Matthew 25:1-13
The full meaning of some of the Lord’s parables is not immediately clear to us. Jesus’ parables were spoken to a first-century Jewish audience.
He often told stories that drew on certain unique customs of first-century Jewish people that are not familiar to us today. Today’s parable from St. Matthew, about the ten virgins, is one of these.
One of the wedding customs of the Jews, was that on the day of the wedding, the bride, and several of her friends – her bridesmaids, as it were – would wait at the bride’s home, until the bridegroom came to escort his bride to what was then going to be their new home.
The bride’s friends followed along, and became a part of the procession to the bridegroom’s home. When they all arrived, they went inside for a big wedding banquet.
This is the frame of reference for the parable of the ten virgins. These ten girls, or young women, were – in effect – bridesmaids for a wedding.
# # #
→ Jobs:
• 1. Answer these questions about the sermon on the ten virgins:
(a) To what audience were Jesus' parables spoken?
(b) Where did the bride and her friends wait on the day of the wedding?
(c) What did the procession do once it reached the bridegroom's home?
• 2. Write the next part of the sermon on the ten virgins, picking up after its last sentence.

→ Dataset excerpts:
# # #
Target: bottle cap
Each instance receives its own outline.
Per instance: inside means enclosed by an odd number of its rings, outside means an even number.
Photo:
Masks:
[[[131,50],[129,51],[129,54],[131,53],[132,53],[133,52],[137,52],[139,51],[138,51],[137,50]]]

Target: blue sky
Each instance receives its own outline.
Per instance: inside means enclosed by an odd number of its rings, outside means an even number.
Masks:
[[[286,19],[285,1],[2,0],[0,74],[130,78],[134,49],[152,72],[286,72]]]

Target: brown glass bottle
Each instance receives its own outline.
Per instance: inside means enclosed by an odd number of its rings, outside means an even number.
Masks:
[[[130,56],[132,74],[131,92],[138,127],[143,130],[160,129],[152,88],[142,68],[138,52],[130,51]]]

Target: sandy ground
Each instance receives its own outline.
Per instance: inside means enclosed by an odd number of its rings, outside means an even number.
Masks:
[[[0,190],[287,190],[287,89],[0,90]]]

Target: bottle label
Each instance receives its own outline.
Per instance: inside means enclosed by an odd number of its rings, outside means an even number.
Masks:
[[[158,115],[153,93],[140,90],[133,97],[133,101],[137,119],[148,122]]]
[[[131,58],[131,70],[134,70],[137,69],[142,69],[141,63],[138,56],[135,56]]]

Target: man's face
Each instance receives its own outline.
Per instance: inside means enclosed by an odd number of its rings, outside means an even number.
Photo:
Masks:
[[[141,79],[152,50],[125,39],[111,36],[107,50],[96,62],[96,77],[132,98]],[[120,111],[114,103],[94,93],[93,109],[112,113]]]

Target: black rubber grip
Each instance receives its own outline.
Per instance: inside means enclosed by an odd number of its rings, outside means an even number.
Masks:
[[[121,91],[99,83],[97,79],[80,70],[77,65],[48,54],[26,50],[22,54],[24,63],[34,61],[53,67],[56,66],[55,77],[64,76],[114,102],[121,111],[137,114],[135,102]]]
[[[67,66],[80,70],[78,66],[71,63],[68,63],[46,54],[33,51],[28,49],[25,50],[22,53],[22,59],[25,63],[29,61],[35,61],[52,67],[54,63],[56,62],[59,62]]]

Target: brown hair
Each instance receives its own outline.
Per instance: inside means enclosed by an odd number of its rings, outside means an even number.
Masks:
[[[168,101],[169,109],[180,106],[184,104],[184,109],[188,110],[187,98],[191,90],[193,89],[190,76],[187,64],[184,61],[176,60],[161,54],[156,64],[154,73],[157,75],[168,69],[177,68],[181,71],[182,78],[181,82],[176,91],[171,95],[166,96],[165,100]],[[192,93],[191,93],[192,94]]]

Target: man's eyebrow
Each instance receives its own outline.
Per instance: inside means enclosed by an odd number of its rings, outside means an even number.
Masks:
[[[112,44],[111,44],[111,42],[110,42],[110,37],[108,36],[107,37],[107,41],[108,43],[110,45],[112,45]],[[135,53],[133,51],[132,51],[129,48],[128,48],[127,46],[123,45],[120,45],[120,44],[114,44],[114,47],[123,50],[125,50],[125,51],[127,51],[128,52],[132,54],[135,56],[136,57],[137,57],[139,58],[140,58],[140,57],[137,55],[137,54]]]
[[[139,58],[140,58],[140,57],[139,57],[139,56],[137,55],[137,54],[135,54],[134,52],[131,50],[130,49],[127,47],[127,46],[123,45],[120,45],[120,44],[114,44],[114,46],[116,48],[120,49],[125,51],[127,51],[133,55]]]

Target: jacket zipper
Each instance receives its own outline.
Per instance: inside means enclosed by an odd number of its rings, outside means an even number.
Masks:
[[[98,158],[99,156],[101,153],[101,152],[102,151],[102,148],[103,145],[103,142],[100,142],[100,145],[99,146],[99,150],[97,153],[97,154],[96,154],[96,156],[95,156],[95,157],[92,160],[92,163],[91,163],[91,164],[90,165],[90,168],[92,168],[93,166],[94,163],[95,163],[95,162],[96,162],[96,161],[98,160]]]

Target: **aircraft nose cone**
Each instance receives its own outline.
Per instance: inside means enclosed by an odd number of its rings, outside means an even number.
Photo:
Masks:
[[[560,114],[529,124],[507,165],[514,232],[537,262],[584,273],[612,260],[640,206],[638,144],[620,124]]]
# # #
→ Set of answers:
• 1.
(a) A first-century Jewish audience.
(b) At the bride's home, until the bridegroom came to escort his bride.
(c) They all went inside for a big wedding banquet.

• 2.
In this particular case, the bridegroom was delayed. For five of the virgins, this didn’t matter, as far as their preparedness to be a part of the nighttime wedding procession was concerned. They were ready for the wedding, whether it started on time or started late.
But for the other five, this delay did matter. They did not have enough oil for their lamps.
They were not prepared for the possibility that the bridegroom might be tardy – in coming to meet his bride and her retinue, and in leading them to the banquet. So, when he did end up coming later than they expected, they were not ready.
The focus of their lack of preparedness was their lack of oil for their lamps. These lamps were necessary for a nighttime procession.
The five foolish virgins had not brought along an extra supply of oil when they went to the bride’s house, to wait with her for the bridegroom. So, when that oil was needed – once the relatively small amount of oil that had been in the lamps had been burned off during the time of waiting – it was not there.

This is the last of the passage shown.